• [EXERCISE DIRECTIONS]
Quote the material word for word, from the line containing "In this exercise you will annotate the rocky" up to and including the line containing "Target: rocky cliff".

• [RECORDS TO USE]

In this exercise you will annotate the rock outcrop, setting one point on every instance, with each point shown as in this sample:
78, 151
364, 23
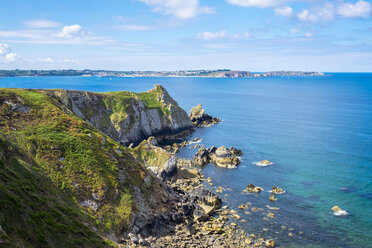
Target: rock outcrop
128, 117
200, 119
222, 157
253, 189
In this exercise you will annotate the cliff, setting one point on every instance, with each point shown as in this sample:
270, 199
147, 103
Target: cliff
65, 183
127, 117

* * *

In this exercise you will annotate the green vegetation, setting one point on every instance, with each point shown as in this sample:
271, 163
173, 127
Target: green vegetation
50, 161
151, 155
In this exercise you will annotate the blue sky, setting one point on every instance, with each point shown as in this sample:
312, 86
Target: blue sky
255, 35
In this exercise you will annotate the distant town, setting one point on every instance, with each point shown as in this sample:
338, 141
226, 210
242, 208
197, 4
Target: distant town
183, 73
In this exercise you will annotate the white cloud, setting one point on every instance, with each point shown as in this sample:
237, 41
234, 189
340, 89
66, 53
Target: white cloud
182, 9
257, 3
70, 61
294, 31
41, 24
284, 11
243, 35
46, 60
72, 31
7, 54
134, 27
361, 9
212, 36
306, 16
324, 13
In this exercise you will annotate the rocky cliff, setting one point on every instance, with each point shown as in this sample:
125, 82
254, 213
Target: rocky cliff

• [ANSWER TO THE EXERCISE]
In this exercise you will annotate the rocky cliff, setting one point on every instance, with each point shown as in this sample:
125, 82
254, 213
Target: rocky cliff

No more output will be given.